L’utilisation des tests génétiques dans la souscription d’assurance vie et santé constitue depuis plusieurs années un sujet de débat clé — et même l’objet d’un recours devant la Cour suprême du Canada — au sein de l’industrie. Un nouveau rapport de Swiss Re,affirme que les assureurs ont besoin d’accéder à ces informations, interdites par la loi au Canada, pour maintenir les avantages sociaux et financiers des assurances vie et santé.
Les auteurs du rapport, intitulé Genetic testing in the Life & Health insurance industry, soulignent que le coût du séquençage complet d’un génome humain est passé de 10 millions $ US en 2007 à moins de 500 $ aujourd’hui. En 2003, le premier brouillon du génome humain aurait coûté 3 milliards $.
Cette évolution a favorisé l’expansion rapide des tests génétiques pour diverses fins médicales et de bien-être personnel, indiquent les auteurs du rapport. Le prix des tests disponibles directement pour les consommateurs varient entre 99 $ et plus de 1 000 $. Ces tests ne sont généralement pas couverts par les régimes d’assurance maladie.
Les risques liés à la sélection adverse
Les auteurs mettent en garde contre l’asymétrie de l’information, où les consommateurs connaissent leurs prédispositions génétiques alors que les assureurs, limités par les réglementations, ne peuvent pas utiliser ces données. Cela peut déséquilibrer le bassin de risques, entraîner des réclamations et des coûts plus élevés que prévu pour les assureurs, tandis que les individus à haut risque paient des primes plus basses qu’ils ne le devraient.
« Pour gérer la sélection adverse, les assureurs pourraient augmenter les primes pour l’ensemble des assurés, ce qui risquerait de décourager les individus à faible risque de souscrire une assurance, aggravant ainsi le problème et, dans certains cas, rendant l’assurance inabordable ou insoutenable », avertissent-ils.
De plus, ils notent que l’adoption généralisée des tests pourrait accélérer les diagnostics, ce qui entraînerait potentiellement une augmentation des réclamations pour des produits comme l’assurance maladies graves et le remboursement des frais médicaux. « Les assureurs pourraient observer des changements inattendus dans l’incidence des maladies, le stade des diagnostics et les probabilités de survie. Ces facteurs devraient être pris en compte lors de la tarification des nouvelles polices, en particulier pour les garanties à long terme », précisent les auteurs du document.

········

Problèmes à résoudre:
1) Recopiez mot pour mot le passage de l'extrait sur les tests génétiques qui va de « Les auteurs du rapport, intitulé » jusqu'à « régimes d’assurance maladie. ».
2) D'après l'extrait sur les tests génétiques, combien coûtait le séquençage complet d'un génome humain en 2007 ?
3) Résumez l'extrait sur les tests génétiques en deux phrases.

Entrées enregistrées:

········

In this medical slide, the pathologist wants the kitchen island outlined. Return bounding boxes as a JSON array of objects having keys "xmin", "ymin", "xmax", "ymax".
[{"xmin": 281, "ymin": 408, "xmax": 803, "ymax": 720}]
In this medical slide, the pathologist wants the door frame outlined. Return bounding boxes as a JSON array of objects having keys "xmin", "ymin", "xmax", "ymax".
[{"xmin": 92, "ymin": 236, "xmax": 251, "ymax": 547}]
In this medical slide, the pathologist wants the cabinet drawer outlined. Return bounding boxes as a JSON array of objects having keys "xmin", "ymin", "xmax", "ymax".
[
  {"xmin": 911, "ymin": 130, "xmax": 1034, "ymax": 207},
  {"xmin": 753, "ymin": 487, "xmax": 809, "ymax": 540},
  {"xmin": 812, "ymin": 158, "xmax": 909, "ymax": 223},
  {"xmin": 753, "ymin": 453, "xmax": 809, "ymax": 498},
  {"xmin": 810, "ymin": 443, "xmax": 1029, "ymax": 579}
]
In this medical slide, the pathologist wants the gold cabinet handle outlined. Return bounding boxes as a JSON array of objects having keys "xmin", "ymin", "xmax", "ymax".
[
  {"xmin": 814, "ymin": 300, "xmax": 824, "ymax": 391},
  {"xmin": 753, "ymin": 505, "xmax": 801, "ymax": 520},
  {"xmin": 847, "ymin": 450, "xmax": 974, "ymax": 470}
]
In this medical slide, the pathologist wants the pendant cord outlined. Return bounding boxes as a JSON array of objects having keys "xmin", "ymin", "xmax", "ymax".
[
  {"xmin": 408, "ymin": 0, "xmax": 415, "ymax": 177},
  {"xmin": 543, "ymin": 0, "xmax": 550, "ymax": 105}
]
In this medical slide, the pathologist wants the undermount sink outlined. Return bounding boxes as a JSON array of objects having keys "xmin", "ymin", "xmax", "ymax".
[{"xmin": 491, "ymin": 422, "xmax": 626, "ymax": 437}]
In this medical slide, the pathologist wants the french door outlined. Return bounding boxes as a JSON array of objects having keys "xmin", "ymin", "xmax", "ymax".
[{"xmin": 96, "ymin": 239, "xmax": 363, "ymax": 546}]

········

Liste des solutions:
1)
Les auteurs du rapport, intitulé Genetic testing in the Life & Health insurance industry, soulignent que le coût du séquençage complet d’un génome humain est passé de 10 millions $ US en 2007 à moins de 500 $ aujourd’hui. En 2003, le premier brouillon du génome humain aurait coûté 3 milliards $.
Cette évolution a favorisé l’expansion rapide des tests génétiques pour diverses fins médicales et de bien-être personnel, indiquent les auteurs du rapport. Le prix des tests disponibles directement pour les consommateurs varient entre 99 $ et plus de 1 000 $. Ces tests ne sont généralement pas couverts par les régimes d’assurance maladie.

2) Il coûtait 10 millions $ US.

3) Selon un rapport de Swiss Re, les assureurs ont besoin d'accéder aux informations génétiques, interdites par la loi au Canada, et la forte baisse du coût du séquençage a favorisé l'expansion rapide des tests génétiques. Les auteurs mettent en garde contre l'asymétrie de l'information, qui peut déséquilibrer le bassin de risques et entraîner des réclamations et des coûts plus élevés que prévu pour les assureurs.